Report each line in the entries below that contains the word "paraglider".

(Location identification entries)
╭──
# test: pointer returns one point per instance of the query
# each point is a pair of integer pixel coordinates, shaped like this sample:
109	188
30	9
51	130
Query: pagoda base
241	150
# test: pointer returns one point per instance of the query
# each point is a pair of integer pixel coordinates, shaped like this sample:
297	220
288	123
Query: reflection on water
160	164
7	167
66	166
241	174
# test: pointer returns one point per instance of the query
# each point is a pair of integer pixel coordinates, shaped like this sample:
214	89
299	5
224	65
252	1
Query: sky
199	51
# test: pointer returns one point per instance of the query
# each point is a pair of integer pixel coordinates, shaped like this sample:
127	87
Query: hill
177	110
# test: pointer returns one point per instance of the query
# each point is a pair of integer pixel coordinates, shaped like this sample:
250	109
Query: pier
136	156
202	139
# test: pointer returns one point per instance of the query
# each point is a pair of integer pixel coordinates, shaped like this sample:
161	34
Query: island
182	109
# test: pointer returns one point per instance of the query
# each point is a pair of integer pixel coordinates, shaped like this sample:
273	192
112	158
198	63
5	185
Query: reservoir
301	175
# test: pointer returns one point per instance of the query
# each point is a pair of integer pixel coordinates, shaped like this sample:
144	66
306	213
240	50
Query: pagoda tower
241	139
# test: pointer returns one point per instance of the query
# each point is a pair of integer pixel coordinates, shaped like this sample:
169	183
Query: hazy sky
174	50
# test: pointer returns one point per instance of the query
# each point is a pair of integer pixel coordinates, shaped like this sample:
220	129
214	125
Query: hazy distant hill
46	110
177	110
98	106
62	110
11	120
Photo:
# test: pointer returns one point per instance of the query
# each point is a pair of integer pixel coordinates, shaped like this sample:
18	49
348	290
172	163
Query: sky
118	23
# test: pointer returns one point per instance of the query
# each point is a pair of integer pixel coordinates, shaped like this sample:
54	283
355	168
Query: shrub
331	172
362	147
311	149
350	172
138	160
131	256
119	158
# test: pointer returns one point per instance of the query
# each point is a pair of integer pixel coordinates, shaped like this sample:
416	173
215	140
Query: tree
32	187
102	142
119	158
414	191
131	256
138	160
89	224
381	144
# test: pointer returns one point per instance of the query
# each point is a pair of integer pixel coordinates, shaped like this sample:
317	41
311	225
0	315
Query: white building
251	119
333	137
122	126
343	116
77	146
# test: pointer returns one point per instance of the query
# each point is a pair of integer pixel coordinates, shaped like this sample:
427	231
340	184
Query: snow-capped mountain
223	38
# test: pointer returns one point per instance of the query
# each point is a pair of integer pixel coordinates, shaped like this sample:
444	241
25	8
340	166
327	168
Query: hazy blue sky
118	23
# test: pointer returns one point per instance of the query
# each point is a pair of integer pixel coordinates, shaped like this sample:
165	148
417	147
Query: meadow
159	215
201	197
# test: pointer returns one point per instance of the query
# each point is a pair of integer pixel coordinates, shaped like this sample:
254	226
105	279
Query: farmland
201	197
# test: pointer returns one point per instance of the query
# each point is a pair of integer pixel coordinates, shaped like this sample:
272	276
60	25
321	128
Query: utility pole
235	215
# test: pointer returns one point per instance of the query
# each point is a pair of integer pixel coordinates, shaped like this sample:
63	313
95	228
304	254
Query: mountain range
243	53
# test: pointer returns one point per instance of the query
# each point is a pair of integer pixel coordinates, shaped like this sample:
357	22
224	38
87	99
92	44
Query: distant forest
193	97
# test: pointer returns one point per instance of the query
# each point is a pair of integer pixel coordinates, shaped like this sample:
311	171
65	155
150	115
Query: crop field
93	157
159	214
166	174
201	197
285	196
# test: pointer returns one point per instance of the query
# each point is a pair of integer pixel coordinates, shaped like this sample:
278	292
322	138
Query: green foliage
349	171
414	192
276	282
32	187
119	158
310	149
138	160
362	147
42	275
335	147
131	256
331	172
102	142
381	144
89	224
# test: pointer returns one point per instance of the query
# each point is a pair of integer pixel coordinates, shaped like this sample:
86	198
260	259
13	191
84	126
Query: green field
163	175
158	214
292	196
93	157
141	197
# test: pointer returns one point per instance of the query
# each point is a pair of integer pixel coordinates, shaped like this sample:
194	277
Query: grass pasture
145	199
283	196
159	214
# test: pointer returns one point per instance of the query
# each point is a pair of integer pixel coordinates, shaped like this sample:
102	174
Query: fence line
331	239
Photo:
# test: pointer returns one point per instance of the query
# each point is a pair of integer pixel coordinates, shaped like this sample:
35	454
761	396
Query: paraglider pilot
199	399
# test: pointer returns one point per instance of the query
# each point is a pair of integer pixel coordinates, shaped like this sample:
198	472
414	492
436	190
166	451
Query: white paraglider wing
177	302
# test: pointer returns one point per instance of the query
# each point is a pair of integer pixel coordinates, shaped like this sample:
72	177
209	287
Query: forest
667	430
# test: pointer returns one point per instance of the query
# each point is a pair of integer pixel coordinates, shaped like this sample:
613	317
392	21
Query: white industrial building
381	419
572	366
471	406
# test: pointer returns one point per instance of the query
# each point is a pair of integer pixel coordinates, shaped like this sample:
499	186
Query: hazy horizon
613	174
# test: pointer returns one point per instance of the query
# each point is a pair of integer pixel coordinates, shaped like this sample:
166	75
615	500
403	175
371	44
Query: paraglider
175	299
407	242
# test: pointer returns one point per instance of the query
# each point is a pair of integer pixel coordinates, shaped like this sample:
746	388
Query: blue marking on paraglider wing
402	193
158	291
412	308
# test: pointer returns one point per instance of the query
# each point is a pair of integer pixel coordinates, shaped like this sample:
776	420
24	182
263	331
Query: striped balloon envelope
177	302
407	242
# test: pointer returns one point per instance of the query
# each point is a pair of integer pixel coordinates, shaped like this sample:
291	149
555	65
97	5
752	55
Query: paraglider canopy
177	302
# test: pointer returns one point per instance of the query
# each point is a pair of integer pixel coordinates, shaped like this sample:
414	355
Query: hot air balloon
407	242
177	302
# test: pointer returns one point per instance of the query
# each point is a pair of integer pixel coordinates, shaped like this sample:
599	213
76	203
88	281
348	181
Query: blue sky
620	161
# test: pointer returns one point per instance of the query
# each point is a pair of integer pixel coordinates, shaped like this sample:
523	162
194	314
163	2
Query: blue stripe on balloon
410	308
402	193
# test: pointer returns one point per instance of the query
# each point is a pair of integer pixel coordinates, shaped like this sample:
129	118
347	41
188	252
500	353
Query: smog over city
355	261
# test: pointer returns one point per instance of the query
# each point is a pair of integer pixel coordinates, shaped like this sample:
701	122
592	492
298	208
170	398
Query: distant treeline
╰──
### SOLUTION TO THE EXERCISE
Query: paraglider pilot
Query: white paraglider wing
Query: paraglider
Query: blue marking on paraglider wing
Query: paraglider canopy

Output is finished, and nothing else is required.